** Opening Extract provided block **

Pathway analysis identifies DNMs, predominantly LoFs, in chromatin modifiers as a major contributor to CHD, accounting for 2.3% of probands (Figure 4). Eleven chromatin modifiers have two or more damaging DNMs, and we estimate that mutations in at least ~38 (95% CI = [7, 69]) chromatin modifier genes contribute to CHD using a maximum likelihood approach (Supplementary Figure 20). The implication of LoF DNMs in writers, erasers and readers of many different specific chromatin marks in CHD underscores the dosage sensitivity of these genes, which is supported by their general intolerance to LoF mutation. Together these findings suggest that heart development depends on precise control of transcription mediated by changes in chromatin state in response to developmental signals^36–38.

** Closing Extract provided block **

What this exercise asks:
1. Do these statements agree with the passage on chromatin modifiers in CHD? Answer yes or no for each, quoting the deciding words of the passage. (a) DNMs in chromatin modifiers account for 2.3% of probands. (b) Eleven chromatin modifiers each carry only a single damaging DNM. (c) Chromatin modifier genes are generally tolerant of LoF mutation.
2. Can you take the passage on chromatin modifiers in CHD further, picking up after its final sentence?

** Opening Dataset excerpts block **

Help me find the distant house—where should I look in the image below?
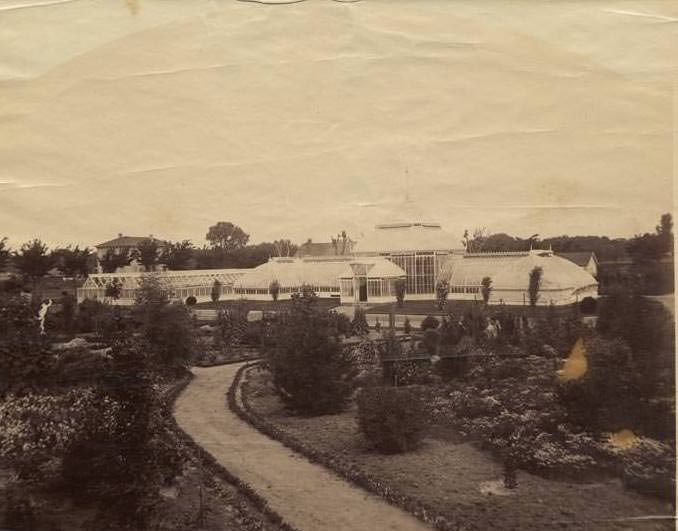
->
[294,238,354,258]
[95,233,167,272]
[556,251,598,277]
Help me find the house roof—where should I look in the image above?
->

** Closing Dataset excerpts block **

Task-by-task outputs:
1.
(a) Yes: "accounting for 2.3% of probands"
(b) No: "Eleven chromatin modifiers have two or more damaging DNMs"
(c) No: "supported by their general intolerance to LoF mutation"

2.
After removing chromatin modifiers from GO term enrichment analysis (for GO enrichment analysis with chromatin modifiers see Supplementary Data Set 11), several terms involved in developmental processes show enrichment (Supplementary Data Set 12). Extension of pathway analysis to genes with damaging RGs demonstrated enrichment of genes involved in cilia formation and function. These genes have long been known to play a critical role in establishment of the left-right body axis, and cilia gene mutations frequently contribute to heterotaxy. Understanding the mechanisms underlying the effects of these mutations will be of great interest in determining mechanisms of normal and abnormal human development.

It is important to link the genetic causes of CHD to patient outcomes. There is striking overlap of genes mutated in CHD and autism. In particular, patients in our cohort with LoF mutations in chromatin modifiers are at very high risk of NDD (87%). Conversely, virtually all patients with LoF mutations in chromatin modifiers who have been ascertained for autism studies in the Simons Collection do not have CHD³¹, indicating variable expressivity of CHD. We have noted previously that patients with DNMs in chromatin modifiers have high risk of NDD⁹, suggesting that mutations in these genes may identify CHD patients at high risk of autism and intellectual disability who may benefit from early neurodevelopmental intervention³⁹.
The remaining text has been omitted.